Rows taken from a pointing dataset:
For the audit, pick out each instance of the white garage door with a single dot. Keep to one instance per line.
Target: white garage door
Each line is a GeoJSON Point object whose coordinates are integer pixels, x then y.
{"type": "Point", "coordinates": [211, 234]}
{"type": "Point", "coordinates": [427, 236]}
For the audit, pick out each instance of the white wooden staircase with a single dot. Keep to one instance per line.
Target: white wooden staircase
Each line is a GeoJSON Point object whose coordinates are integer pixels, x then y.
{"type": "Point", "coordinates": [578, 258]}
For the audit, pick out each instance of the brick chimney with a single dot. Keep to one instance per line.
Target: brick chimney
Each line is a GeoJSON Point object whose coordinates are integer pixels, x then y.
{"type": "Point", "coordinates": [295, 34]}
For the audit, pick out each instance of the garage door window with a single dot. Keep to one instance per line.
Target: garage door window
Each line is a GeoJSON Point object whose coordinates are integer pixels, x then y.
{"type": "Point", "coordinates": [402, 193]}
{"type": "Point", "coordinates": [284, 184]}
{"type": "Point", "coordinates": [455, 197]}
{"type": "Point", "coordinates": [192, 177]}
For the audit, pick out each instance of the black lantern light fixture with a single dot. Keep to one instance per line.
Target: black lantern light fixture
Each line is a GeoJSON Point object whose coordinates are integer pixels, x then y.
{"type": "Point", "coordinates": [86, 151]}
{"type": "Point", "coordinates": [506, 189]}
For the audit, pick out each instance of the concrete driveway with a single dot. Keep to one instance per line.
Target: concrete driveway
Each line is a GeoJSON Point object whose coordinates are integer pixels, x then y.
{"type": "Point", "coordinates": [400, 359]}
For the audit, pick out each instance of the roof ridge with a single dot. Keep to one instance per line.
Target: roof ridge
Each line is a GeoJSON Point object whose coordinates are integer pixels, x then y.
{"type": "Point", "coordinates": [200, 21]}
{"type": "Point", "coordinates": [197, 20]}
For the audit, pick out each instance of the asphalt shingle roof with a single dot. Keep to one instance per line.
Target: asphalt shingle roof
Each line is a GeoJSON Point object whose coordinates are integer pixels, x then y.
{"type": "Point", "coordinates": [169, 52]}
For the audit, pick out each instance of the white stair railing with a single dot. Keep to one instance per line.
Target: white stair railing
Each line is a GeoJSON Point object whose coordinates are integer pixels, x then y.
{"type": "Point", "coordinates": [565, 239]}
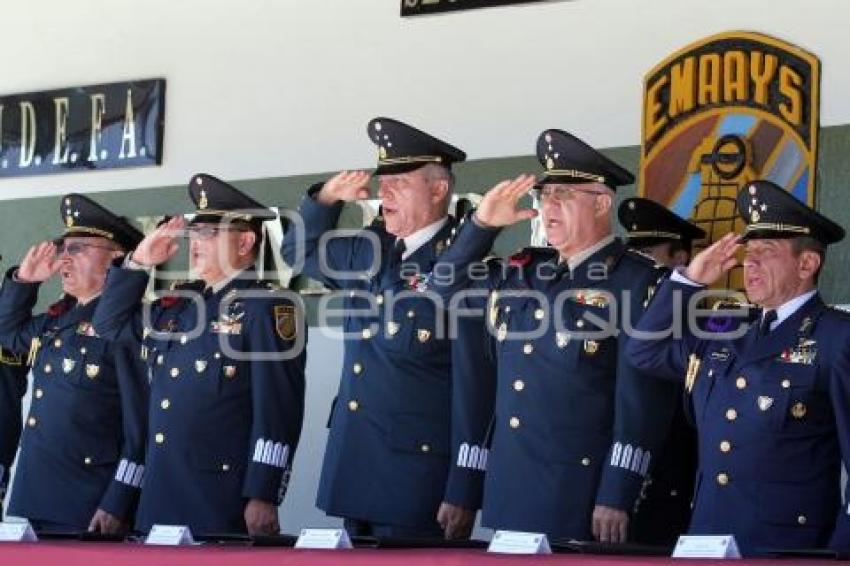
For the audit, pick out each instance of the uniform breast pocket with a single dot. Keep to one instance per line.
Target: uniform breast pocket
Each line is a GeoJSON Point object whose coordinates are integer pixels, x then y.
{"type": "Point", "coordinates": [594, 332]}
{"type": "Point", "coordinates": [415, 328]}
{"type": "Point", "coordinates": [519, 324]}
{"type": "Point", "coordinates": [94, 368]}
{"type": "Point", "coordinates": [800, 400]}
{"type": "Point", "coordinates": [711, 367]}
==
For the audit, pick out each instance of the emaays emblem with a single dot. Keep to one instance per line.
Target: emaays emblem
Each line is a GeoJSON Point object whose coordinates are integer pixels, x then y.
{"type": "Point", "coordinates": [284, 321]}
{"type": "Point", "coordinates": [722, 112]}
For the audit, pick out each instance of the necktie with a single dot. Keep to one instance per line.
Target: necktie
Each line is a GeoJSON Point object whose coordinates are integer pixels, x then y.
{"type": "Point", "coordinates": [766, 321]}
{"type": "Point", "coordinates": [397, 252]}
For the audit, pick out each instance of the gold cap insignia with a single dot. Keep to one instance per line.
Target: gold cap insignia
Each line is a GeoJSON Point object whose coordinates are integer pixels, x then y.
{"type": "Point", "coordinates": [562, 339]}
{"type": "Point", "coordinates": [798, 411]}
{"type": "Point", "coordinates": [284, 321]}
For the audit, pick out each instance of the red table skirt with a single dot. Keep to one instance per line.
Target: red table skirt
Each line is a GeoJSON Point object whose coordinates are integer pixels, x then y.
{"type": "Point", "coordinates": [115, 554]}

### Goal of the exercise
Count the lines in the material above that contain the string "asphalt", and give only that number.

### Task output
2